[LISTED RECORDS — start]

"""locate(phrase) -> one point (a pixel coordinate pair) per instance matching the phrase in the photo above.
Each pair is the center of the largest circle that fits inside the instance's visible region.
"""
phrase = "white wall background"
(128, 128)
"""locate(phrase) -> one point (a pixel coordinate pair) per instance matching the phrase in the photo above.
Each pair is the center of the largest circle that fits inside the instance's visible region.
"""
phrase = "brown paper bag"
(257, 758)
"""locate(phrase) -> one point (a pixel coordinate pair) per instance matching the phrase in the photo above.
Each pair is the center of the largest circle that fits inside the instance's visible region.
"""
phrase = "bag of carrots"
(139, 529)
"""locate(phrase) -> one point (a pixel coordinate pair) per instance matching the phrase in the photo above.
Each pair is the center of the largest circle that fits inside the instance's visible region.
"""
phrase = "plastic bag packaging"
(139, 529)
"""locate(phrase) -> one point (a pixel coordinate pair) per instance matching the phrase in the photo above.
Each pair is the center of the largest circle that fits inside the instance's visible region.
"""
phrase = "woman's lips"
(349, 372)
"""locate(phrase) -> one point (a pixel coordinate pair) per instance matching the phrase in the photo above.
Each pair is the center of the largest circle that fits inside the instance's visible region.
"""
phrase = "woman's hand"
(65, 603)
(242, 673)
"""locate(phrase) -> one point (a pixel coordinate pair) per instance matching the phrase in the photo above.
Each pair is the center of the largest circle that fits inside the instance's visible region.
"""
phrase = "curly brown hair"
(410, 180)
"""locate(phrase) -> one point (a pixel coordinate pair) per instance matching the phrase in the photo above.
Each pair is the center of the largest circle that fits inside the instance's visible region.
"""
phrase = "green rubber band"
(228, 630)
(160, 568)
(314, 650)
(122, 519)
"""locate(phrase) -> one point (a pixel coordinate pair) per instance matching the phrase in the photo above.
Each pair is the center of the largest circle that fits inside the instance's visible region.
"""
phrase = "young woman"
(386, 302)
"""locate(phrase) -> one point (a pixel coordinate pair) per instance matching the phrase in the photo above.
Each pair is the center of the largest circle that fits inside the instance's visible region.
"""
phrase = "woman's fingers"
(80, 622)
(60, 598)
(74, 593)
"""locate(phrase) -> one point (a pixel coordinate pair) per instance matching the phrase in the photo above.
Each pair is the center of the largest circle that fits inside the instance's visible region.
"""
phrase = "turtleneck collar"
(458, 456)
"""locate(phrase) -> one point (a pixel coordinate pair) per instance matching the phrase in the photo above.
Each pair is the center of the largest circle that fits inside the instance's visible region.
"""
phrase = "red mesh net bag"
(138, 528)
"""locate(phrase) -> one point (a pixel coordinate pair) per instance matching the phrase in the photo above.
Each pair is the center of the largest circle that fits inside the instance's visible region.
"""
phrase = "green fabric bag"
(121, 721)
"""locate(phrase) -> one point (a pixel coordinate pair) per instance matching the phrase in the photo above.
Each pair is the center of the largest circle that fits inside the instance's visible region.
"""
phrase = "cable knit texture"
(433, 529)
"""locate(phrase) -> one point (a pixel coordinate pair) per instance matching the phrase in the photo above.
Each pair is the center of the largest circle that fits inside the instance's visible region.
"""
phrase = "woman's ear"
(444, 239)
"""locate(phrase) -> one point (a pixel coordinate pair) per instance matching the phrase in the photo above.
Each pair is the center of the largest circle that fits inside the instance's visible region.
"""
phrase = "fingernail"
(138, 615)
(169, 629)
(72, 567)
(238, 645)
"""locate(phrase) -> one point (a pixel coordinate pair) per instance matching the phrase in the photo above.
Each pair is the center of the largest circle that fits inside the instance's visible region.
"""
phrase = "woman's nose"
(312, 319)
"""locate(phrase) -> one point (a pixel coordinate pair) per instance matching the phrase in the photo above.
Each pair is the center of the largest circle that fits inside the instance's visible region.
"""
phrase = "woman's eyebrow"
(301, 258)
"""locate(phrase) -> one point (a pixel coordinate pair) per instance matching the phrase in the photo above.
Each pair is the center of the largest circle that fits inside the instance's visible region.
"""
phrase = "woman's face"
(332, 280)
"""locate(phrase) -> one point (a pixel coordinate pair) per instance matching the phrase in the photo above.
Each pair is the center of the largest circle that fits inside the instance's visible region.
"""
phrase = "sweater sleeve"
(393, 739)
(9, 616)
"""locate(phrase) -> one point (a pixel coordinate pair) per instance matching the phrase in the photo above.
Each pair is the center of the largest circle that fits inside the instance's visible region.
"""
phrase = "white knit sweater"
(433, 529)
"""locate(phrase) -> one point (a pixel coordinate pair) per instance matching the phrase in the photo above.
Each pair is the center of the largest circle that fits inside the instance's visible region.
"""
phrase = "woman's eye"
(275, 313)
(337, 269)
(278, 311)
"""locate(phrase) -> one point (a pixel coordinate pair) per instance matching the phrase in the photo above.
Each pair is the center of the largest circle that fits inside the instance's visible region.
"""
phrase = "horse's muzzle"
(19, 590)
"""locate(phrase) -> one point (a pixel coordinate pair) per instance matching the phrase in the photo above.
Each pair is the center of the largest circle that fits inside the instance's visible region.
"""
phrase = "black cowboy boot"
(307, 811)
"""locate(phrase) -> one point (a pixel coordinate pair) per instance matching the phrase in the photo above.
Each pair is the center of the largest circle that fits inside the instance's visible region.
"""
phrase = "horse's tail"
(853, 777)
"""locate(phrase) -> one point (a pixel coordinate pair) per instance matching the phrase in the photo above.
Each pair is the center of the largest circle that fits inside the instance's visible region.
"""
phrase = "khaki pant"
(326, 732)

[LISTED RECORDS — finish]

* _DIRECTIONS FOR THIS TASK_: Every line of the listing must be written out again exactly.

* _ANSWER TO THE EXERCISE_:
"""locate(phrase) -> one point (a pixel coordinate pair) per instance matching the phrase in the photo above.
Each pair is the center of the largest circle that fits inside the instance's visible region.
"""
phrase = "white wall background"
(128, 128)
"""locate(phrase) -> one point (a pixel coordinate pair) per instance matching the phrase in the photo above.
Each pair is the center of the largest circle that fits inside the instance's visible region.
"""
phrase = "brown paper bag"
(257, 758)
"""locate(phrase) -> one point (a pixel coordinate pair) per instance matching the phrase in the photo above.
Each pair is the center of the largest circle that fits inside the instance's visible region.
"""
phrase = "bag of carrots"
(139, 529)
"""locate(phrase) -> one point (a pixel coordinate pair) per instance matching the phrase in the photo above.
Each pair is the center of the largest circle that fits inside the instance's visible region.
"""
phrase = "plastic bag packaging"
(139, 529)
"""locate(phrase) -> one point (a pixel coordinate pair) per instance matching the phrase in the photo above.
Each pair is the center of the largest circle that fits inside the instance's visible region.
"""
phrase = "woman's lips"
(349, 372)
"""locate(phrase) -> one point (a pixel coordinate pair) per instance matching the phrase in the photo above.
Each pair is the center of the largest circle that fits inside the instance's visible region.
"""
phrase = "woman's hand"
(65, 603)
(242, 673)
"""locate(phrase) -> one point (a pixel coordinate pair) per instance matching the phrase in the photo above.
Each pair is the center of the largest circle that fits inside the instance's visible region.
"""
phrase = "curly brown hair"
(410, 180)
"""locate(phrase) -> one point (a pixel coordinate pair) per instance matching the phrase in the photo above.
Each pair is the center of the largest circle that fits inside the instance's visible region.
"""
phrase = "green rubber band"
(228, 630)
(160, 568)
(314, 650)
(122, 519)
"""locate(phrase) -> one point (a pixel coordinate pair) per instance matching the phrase in the photo above.
Each pair is the center of the largest circle that fits inside the instance's visible region.
"""
phrase = "young woman"
(386, 302)
"""locate(phrase) -> one point (a pixel coordinate pair) per instance matching the phrase in the photo above.
Each pair is the center of the largest circle that fits inside the instance's visible region.
"""
phrase = "woman's fingers"
(80, 622)
(60, 598)
(74, 593)
"""locate(phrase) -> one point (a pixel coordinate pair) per instance matching the phrase in the photo above.
Each pair is the center of the largest circle that fits inside the instance's visible region.
"""
phrase = "turtleneck collar"
(458, 456)
"""locate(phrase) -> one point (a pixel coordinate pair) per instance matching the phrase in the photo above.
Each pair is the center of the largest circle that fits inside the instance's visible region.
"""
phrase = "red mesh net bag"
(138, 528)
"""locate(phrase) -> one point (a pixel coordinate pair) per instance matching the phrase in the photo above.
Each pair is the center of the largest circle that fits inside the instance's visible region.
"""
phrase = "green fabric bag"
(121, 721)
"""locate(phrase) -> one point (a pixel coordinate pair) per instance matching the phrase in the photo above.
Each pair is the center of the largest circle that fits inside the instance's visible region.
"""
phrase = "cable knit texture"
(433, 529)
"""locate(phrase) -> one point (a pixel coordinate pair) per instance matching the phrase in the photo above.
Each pair is the center of the largest circle that fits inside the instance's visible region.
"""
phrase = "woman's ear"
(444, 239)
"""locate(phrase) -> one point (a pixel coordinate pair) per instance matching the phrase in the photo above.
Each pair is the center of the largest circle that fits inside the instance's visible region.
"""
phrase = "fingernail"
(138, 615)
(169, 629)
(72, 567)
(238, 645)
"""locate(phrase) -> one point (a pixel coordinate pair) per instance matching the phrase in the photo above.
Each pair is the center of the largest circle that fits inside the instance's visible region.
"""
phrase = "woman's nose"
(312, 319)
"""locate(phrase) -> one point (a pixel coordinate pair) per instance matching the phrase in the photo above.
Each pair is the center of the largest circle that fits inside the instance's visible region.
"""
phrase = "woman's eyebrow"
(301, 258)
"""locate(phrase) -> one point (a pixel coordinate pair) per instance matching the phrase in the photo above.
Each pair is the center of the largest circle that fits inside the instance's visible region.
"""
phrase = "woman's face"
(332, 280)
"""locate(phrase) -> one point (a pixel coordinate pair) per instance matching the phrase in the photo above.
Each pair is the center of the largest circle that fits inside the instance's visible region.
"""
phrase = "sweater sleeve"
(393, 739)
(9, 616)
"""locate(phrase) -> one point (a pixel coordinate pair) per instance matching the phrase in the photo above.
Each pair is the center of the largest circle that fits inside the instance's visible region.
"""
phrase = "white knit sweater"
(433, 529)
"""locate(phrase) -> one point (a pixel coordinate pair) per instance matching the phrase in the photo above.
Each pair is the center of the largest circle that fits inside the instance's visible region.
"""
phrase = "woman's eye"
(275, 313)
(337, 269)
(278, 311)
"""locate(phrase) -> one point (a pixel coordinate pair) per instance matching the phrase in the photo above.
Each pair is the center of the largest circle that fits inside the instance's visible region.
"""
phrase = "horse's muzzle"
(19, 590)
"""locate(phrase) -> one point (a pixel coordinate pair) per instance matching the phrase in the photo above.
Each pair is the center of the largest circle that fits inside the instance's visible region.
"""
phrase = "black cowboy boot"
(307, 811)
"""locate(phrase) -> one point (a pixel coordinate pair) per instance matching the phrase in the photo above.
Each pair is the center of the largest circle that fits inside the instance's visible region.
"""
phrase = "horse's tail"
(853, 777)
"""locate(phrase) -> one point (a pixel coordinate pair) per instance matching the phrase in the photo above.
Each pair is the center of the largest circle that fits inside the instance's visible region.
"""
phrase = "khaki pant"
(326, 732)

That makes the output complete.